## Excerpt
** Start **

Figure 1 shows how a pair of texts for comparison was presented to the workers. In order to gather at least some additional information about the worker effort, we divided each text into 5 parts that could be displayed by clicking the “Next” button. We have recorded the timestamp for almost every user interaction with our application, and thus we could find out whether the worker at least had a chance to see the entire text before submitting the answer, and for how long each part was displayed on the screen. The average number of words in the evaluated texts (considering all of the 10 available HITs) was approximately 120 (the shortest text consisted of 95, and the longest one of 130 words). Each pair of texts contained 10 misspelled words, and the distribution of errors was designed in such a manner that the number of the read text parts affected the quality of the final solution. Experiment participants were allowed to review the solutions submitted earlier and correct them as many times, as they wanted. The average time of completing all 10 HITs was about 30 min, which was approximately equal to the expected completion time.

Fig. 1.
figure 1

A sample text comparison task UI

4 Worker Characteristics and Solution Quality

Existing theoretical models often assume that the skill level is strongly correlated with the probability of providing a high-quality answer [8, 13]. The results gathered in our experiment indicated that the correlation between skill and accuracy in the real life setting is not particularly high. We believe that this is caused by the fact that worker skill is not the only factor contributing to the accuracy of the submitted solutions. Table 1 presents inconsistencies between the skill-based and observed-accuracy-based classifications.

Table 1. Skill-based and observer-accuracy-based classification

Note that in each group identified during the skill test (skill column), there are CS workers, whose observed behavior while working on the real tasks was incompatible with the initial skill-based prediction. Particularly, among the workers who turned out to provide the best solutions for almost all tasks, most have initially been identified as regular workers. Moreover, about 8% of the workers who have been assigned to the group of experts actually turned out to be spammers in real tasks. This phenomenon can be associated with the presence of smart adversaries in the population. Such workers put more effort into a task that is officially referred to as a “skill test”, but their performance degrades significantly for ordinary tasks. Both observations lead to the conclusion that solely using a skill test may not be the best strategy to recognize the most reliable workers and thus achieve the best results. One additional observation can be made based on the data presented in Table 1. The differences in average task completion time for the group of spammers identified by the skill test suggest that about 44% of workers who did not perform well during the time-limited skill test were actually willing to compensate for the lack of skill with a certain degree of effort, achieving at least reasonable accuracy while solving the real tasks. To sum up, the presented results indicate that there is no single, simple feature that would allow to initially select a group of reliable CS workers, simply by setting up a fixed threshold. Therefore, the requesters should probably consider approaches that not only assess worker skill, but also monitor the amount of time spent on solving the task.

5 Analyzed State-of-the-Art Approaches

Apart from proposing an experimental approach to improving the quality of the information produced by CS workers, in our study we also analyzed three alternative state-of-the-art approaches. These mechanisms are described in the following sections.

** End **

## Required actions
A – Rewrite the crowdsourcing excerpt from "A sample text" up to and including "and observed-accuracy-based classifications.", changing "theoretical models" to "analytical models".
B – According to the crowdsourcing excerpt, what share of the workers assigned to the group of experts turned out to be spammers in real tasks?
C – What lengths, in words, does the crowdsourcing excerpt give for the evaluated texts?

## Data records

** Start **

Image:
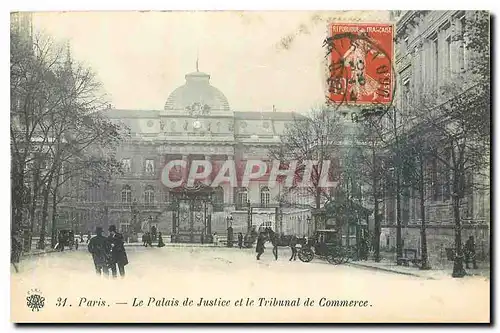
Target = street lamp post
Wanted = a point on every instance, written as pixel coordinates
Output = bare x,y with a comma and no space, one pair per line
229,226
399,245
249,217
308,225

** End **

## Results for the exercise
A –
A sample text comparison task UI

4 Worker Characteristics and Solution Quality

Existing analytical models often assume that the skill level is strongly correlated with the probability of providing a high-quality answer [8, 13]. The results gathered in our experiment indicated that the correlation between skill and accuracy in the real life setting is not particularly high. We believe that this is caused by the fact that worker skill is not the only factor contributing to the accuracy of the submitted solutions. Table 1 presents inconsistencies between the skill-based and observed-accuracy-based classifications.

B – About 8%.

C –
- Average: approximately 120 words
- Shortest text: 95 words
- Longest text: 130 words